PASSAGE TO READ:
[start]

You are viewing a plain text version of this content. The canonical link for it is here.
Posted to dev@lucene.apache.org by Andy Liu <an...@gmail.com> on 2005/11/15 00:50:44 UTC

Lucene and Latent Semantic Indexing

I'm currently experimenting with latent semantic indexing techniques and
Lucene. I need to extract term frequencies from a Lucene index and construct
a document/term matrix, then subsequently perform some mathematical
algorithms on this matrix which produces float and potentially negative term
frequency values. Extracting the tf's from the Lucene index is easy. The
hard part is importing the modified tf's back into the index, since in
Lucene, tf's are stored as integer values.

Anybody that knows the Lucene codebase well have any tips? Has anybody even
tried performing LSI on a Lucene index?

Andy

Re: Lucene and Latent Semantic Indexing

Posted by Ken Krugler <kk...@transpac.com>.
I just heard about a student project, where he 
wrapped a C-based LSI tool for Java, then 
integrated it into Lucene. I'll see if he's going 
to be posting about it any time soon.

-- Ken

>I am also willing to contribute..
>
>- Tarjei
>
>On 11/22/05, Sebastian Menge <se...@uni-dortmund.de> wrote:
>>
>>  Am Dienstag, den 22.11.2005, 13:26 +0100 schrieb Tarjei Lægreid:
>>  > Are there any plans of including LSI as a Lucene feature in the future?
>>
>>  I am looking for this too, and I really do think there would be "market"
>>  for such a component.
>>
>>  I am not an "IR" man, but I if we could find a small team (and of
>>  course, a lead), I would love to contribute ...
>>
>  > Sebastian.

-- 
Ken Krugler
Krugle, Inc.
+1 530-470-9200

---------------------------------------------------------------------
To unsubscribe, e-mail: java-dev-unsubscribe@lucene.apache.org
For additional commands, e-mail: java-dev-help@lucene.apache.org


Re: Lucene and Latent Semantic Indexing

Posted by Tarjei Lægreid <ta...@gmail.com>.
I am also willing to contribute..


- Tarjei

On 11/22/05, Sebastian Menge <se...@uni-dortmund.de> wrote:
>
> Am Dienstag, den 22.11.2005, 13:26 +0100 schrieb Tarjei Lægreid:
> > Are there any plans of including LSI as a Lucene feature in the future?
>
> I am looking for this too, and I really do think there would be "market"
> for such a component.
>
> I am not an "IR" man, but I if we could find a small team (and of
> course, a lead), I would love to contribute ...

[end]

REQUIREMENT 1:
Translate this sentence from the thread on Lucene and latent semantic indexing into Spanish: "I'm currently experimenting with latent semantic indexing techniques and Lucene."
REQUIREMENT 2:
Pick up the thread on Lucene and latent semantic indexing after its final line and continue it.

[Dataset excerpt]
[start]

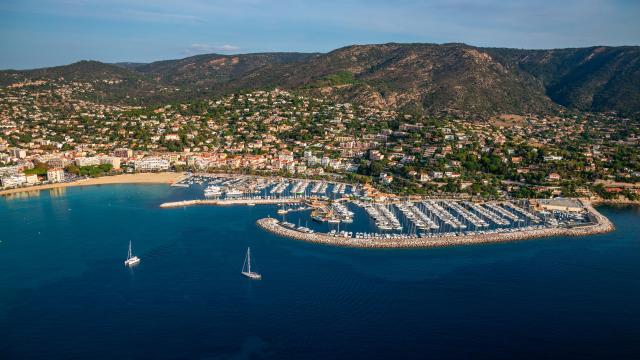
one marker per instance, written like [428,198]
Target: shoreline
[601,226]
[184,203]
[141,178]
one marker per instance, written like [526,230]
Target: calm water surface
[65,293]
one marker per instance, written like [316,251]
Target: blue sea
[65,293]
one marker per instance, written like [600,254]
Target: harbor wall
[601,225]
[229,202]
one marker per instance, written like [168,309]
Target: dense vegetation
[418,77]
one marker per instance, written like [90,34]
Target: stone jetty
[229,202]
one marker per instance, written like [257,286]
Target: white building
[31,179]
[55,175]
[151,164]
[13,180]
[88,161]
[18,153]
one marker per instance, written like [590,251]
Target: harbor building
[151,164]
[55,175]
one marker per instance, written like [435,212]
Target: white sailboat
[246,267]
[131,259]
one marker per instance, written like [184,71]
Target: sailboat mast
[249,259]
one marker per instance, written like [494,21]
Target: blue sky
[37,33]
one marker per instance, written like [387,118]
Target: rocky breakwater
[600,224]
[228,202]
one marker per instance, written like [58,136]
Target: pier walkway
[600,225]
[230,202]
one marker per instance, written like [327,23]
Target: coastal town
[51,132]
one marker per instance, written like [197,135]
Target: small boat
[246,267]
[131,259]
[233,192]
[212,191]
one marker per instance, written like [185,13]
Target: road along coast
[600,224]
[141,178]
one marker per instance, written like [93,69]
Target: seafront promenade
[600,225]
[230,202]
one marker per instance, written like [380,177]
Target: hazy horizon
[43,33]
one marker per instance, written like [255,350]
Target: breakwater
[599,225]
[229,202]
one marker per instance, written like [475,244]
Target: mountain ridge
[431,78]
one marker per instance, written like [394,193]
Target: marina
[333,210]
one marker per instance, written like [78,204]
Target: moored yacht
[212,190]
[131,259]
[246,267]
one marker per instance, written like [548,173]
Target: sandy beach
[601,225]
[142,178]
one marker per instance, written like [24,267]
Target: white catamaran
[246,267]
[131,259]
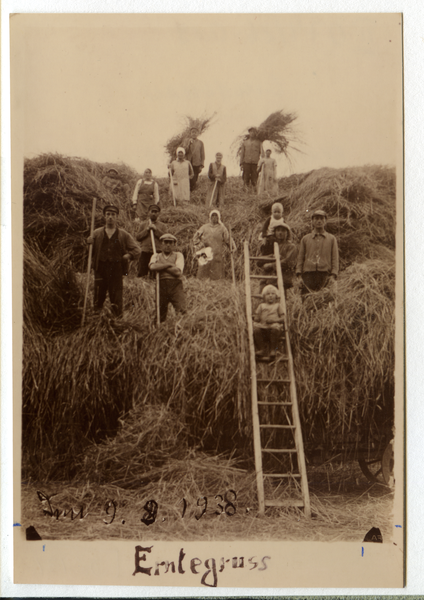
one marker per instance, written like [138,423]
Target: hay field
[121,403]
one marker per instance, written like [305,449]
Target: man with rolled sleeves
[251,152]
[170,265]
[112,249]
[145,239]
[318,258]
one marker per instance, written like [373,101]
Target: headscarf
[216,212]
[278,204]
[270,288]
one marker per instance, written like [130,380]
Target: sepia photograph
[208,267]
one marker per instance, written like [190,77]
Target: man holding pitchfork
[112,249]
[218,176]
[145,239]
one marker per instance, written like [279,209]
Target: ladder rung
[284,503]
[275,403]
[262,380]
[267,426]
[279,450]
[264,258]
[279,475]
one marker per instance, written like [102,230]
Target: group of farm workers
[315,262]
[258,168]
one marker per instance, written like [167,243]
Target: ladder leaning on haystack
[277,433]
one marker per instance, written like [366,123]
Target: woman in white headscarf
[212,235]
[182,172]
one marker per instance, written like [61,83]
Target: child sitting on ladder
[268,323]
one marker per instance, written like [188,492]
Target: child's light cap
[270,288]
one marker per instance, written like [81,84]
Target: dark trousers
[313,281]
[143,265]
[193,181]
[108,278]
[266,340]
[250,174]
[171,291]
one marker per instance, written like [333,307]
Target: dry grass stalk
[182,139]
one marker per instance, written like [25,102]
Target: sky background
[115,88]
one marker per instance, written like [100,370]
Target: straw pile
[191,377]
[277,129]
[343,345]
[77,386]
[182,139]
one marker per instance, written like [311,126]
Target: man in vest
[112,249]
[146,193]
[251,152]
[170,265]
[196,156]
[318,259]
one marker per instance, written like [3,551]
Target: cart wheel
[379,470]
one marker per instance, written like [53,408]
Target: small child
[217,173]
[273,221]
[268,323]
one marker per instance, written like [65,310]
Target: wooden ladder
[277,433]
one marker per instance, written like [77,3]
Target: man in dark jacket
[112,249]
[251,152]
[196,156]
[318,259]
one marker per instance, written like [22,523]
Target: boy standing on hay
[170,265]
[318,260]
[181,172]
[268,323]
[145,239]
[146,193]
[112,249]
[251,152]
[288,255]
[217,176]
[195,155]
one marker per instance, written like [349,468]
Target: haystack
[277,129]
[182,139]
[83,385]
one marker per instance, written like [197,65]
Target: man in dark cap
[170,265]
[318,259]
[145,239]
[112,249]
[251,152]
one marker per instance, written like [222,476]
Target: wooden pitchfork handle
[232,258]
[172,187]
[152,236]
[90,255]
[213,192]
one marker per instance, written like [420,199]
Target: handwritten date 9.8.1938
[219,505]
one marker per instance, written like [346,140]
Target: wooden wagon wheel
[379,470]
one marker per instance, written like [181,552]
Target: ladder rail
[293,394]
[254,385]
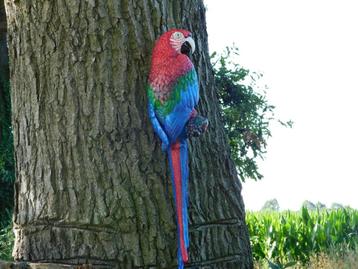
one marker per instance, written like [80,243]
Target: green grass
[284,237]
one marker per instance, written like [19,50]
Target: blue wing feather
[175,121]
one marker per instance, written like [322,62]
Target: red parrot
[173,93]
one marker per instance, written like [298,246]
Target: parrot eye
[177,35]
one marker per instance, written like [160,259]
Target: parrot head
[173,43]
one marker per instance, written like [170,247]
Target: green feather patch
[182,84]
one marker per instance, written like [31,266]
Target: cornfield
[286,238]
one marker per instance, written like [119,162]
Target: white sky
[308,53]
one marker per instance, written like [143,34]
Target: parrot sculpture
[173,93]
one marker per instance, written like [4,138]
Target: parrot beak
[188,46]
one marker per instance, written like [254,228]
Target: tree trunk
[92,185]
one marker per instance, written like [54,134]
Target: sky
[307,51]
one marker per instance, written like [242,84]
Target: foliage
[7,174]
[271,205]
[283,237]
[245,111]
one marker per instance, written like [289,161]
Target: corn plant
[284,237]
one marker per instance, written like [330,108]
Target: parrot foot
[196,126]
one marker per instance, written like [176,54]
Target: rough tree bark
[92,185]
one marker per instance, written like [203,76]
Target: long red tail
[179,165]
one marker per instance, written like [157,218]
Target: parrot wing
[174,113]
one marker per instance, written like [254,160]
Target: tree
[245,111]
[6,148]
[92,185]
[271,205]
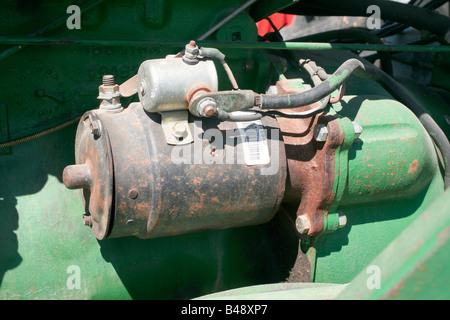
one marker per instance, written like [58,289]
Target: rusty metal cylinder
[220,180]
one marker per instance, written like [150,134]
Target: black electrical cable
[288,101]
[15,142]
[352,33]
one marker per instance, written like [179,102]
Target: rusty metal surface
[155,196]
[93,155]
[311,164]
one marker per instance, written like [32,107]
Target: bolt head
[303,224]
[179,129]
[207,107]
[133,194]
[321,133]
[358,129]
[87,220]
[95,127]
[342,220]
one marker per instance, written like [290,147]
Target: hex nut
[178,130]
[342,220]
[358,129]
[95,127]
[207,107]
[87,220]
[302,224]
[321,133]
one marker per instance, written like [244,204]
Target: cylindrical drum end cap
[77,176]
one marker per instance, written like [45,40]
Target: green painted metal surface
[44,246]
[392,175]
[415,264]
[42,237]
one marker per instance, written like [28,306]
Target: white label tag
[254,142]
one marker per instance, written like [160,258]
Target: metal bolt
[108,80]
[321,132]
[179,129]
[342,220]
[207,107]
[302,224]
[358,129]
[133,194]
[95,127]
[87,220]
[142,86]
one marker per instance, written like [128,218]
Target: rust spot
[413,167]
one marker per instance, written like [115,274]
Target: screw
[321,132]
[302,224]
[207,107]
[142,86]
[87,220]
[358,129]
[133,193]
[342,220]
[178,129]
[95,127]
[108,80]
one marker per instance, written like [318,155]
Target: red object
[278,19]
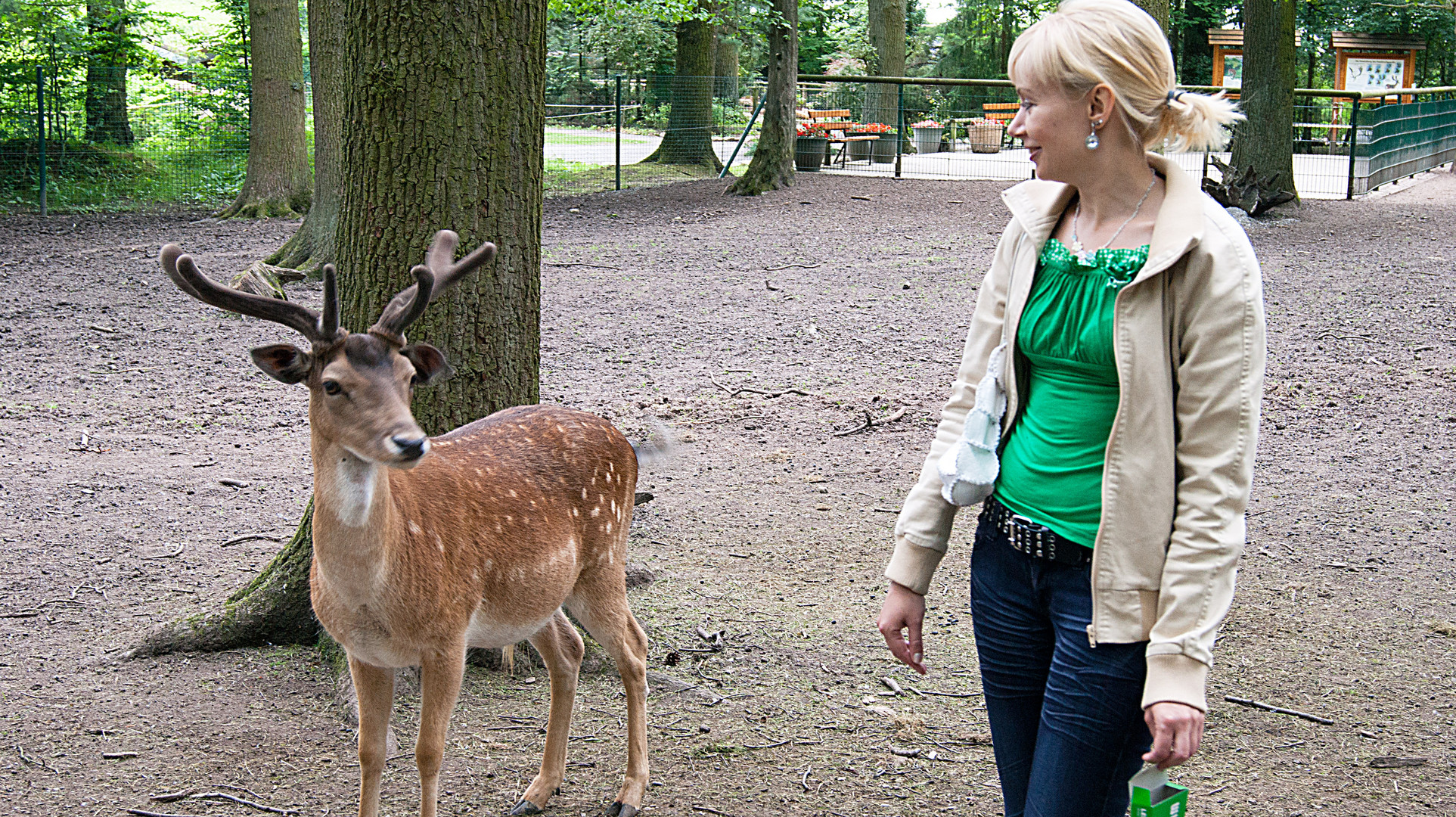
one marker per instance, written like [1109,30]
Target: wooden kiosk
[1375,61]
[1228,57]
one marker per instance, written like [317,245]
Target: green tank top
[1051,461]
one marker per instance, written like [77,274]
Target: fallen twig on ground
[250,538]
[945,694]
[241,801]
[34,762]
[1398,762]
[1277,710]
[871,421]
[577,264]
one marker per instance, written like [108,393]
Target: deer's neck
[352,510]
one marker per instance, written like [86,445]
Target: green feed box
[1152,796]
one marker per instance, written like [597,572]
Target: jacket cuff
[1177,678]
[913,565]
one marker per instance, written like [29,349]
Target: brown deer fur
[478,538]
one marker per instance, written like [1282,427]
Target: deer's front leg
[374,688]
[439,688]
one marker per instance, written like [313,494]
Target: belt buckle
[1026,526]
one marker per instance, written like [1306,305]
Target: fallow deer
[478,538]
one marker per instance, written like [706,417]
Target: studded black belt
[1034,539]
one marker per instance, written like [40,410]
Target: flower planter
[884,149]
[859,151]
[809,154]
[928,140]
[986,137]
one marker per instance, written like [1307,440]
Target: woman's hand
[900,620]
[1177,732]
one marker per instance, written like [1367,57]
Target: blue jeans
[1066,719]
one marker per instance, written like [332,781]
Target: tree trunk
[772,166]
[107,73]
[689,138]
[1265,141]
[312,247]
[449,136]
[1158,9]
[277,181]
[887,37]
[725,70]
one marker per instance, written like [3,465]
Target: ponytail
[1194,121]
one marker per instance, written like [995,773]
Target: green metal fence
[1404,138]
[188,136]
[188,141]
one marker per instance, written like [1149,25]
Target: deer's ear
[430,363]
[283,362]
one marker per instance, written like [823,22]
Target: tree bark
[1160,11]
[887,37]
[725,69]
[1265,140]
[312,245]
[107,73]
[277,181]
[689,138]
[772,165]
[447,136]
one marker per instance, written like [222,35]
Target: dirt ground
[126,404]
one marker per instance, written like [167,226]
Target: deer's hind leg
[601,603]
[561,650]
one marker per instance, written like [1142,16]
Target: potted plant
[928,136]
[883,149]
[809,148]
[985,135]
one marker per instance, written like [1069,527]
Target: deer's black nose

[end]

EXPECTED OUTPUT 1:
Actualmente estoy experimentando con técnicas de indexación semántica latente y Lucene.

EXPECTED OUTPUT 2:
>
> Sebastian.
>
>
> ---------------------------------------------------------------------
> To unsubscribe, e-mail: java-dev-unsubscribe@lucene.apache.org
> For additional commands, e-mail: java-dev-help@lucene.apache.org
>
>

Re: Lucene and Latent Semantic Indexing

Posted by Sebastian Menge <se...@uni-dortmund.de>.
Am Dienstag, den 22.11.2005, 13:26 +0100 schrieb Tarjei Lægreid:
> Are there any plans of including LSI as a Lucene feature in the future?

I am looking for this too, and I really do think there would be "market"
for such a component.

I am not an "IR" man, but I if we could find a small team (and of
course, a lead), I would love to contribute ...

Sebastian.


---------------------------------------------------------------------
To unsubscribe, e-mail: java-dev-unsubscribe@lucene.apache.org
For additional commands, e-mail: java-dev-help@lucene.apache.org


Re: Lucene and Latent Semantic Indexing

Posted by Tarjei Lægreid <ta...@gmail.com>.
Hi Andy,

I am also very interested in such approaches. I have tried a hack to
simulate the effects of LSI in a Lucene index. What I did was, as you
suggested to extract the term frequencies from the index, constructed a
term/document matrix, and performed SVD on the matrix. Then I multiplied the
resulting values by a constant factor to simulate term frequencies in the
LSI space (that is, I created a new field "lsi" in the documents and added
the words with their corresponding frequencies). However this is a pretty
nasty hack, and I would appreciate if anyone knows a good way of applying
LSI to Lucene.

Are there any plans of including LSI as a Lucene feature in the future?


Regards,
Tarjei

On 11/15/05, Andy Liu <an...@gmail.com> wrote:
>
> I'm currently experimenting with latent semantic indexing techniques and
> Lucene. I need to extract term frequencies from a Lucene index and
> construct
> a document/term matrix, then subsequently perform some mathematical
> algorithms on this matrix which produces float and potentially negative
> term
> frequency values. Extracting the tf's from the Lucene index is easy. The
> hard part is importing the modified tf's back into the index, since in
> Lucene, tf's are stored as integer values.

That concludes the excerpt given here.